- _A set of data_

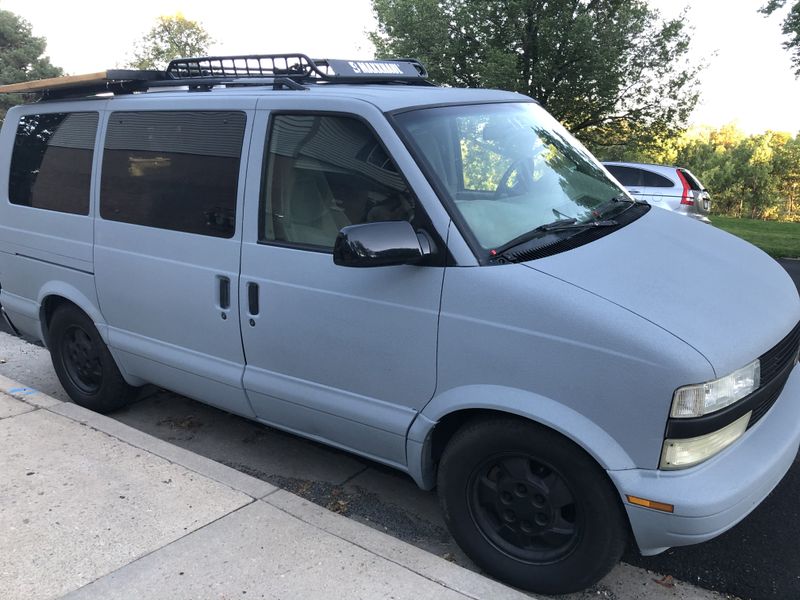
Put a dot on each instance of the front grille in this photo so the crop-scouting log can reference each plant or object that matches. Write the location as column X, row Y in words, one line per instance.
column 776, row 365
column 773, row 361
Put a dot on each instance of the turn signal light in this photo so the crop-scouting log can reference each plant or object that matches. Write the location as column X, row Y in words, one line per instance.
column 662, row 506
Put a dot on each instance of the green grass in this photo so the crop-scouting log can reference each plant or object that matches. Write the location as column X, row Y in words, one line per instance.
column 775, row 238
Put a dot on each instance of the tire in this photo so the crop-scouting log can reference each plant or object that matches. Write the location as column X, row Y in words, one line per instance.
column 530, row 507
column 83, row 363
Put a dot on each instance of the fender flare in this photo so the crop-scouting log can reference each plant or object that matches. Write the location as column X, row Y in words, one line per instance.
column 540, row 409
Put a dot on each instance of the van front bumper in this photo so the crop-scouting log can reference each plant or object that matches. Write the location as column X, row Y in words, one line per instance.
column 715, row 495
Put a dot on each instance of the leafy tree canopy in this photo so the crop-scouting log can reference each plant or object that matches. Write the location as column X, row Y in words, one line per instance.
column 791, row 28
column 21, row 57
column 611, row 70
column 171, row 37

- _TASK INSTRUCTIONS_
Write the data above as a JSON list of strings, one string per line, with blank lines and the picture left out.

- _RESPONSE_
[
  "Put a dot on each instance of the front grille in this photo so the crop-scouting log can reference each plant or object that matches. Write the location as column X, row Y in words, one line per instance.",
  "column 776, row 365",
  "column 773, row 361",
  "Put a dot on each instance of the turn signal light in this photo so the crop-scouting log can reference each plant or object that matches. Write the location as column X, row Y in words, one line per instance.",
  "column 662, row 506",
  "Put a dot on each instance of the green grass in this photo so the crop-scouting log can reference each plant or object that matches. Write the location as column X, row Y in words, one line per instance.",
  "column 775, row 238",
  "Put a dot on each instance of the tire in this photo so the crop-scouting log can reference each plant or object that matches. Write the location as column X, row Y in words, one line per instance.",
  "column 530, row 507",
  "column 83, row 363",
  "Put a dot on each instance of the fender flare in this photo so the crop-scouting log can reference each plant or object that matches. Write the location as column X, row Y in words, one line per instance.",
  "column 540, row 409",
  "Put a dot on each instance of the van front bumper in this photo so the crop-scouting log can reference each plant or object that matches. Write the location as column X, row Y in words, one line per instance.",
  "column 715, row 495",
  "Put a dot on each instance of the leafy tree canopy in this photo so the crop-scouting log can reference each plant or object that matches. Write the location as column X, row Y in words, one line per instance.",
  "column 791, row 28",
  "column 21, row 57",
  "column 611, row 70",
  "column 171, row 37"
]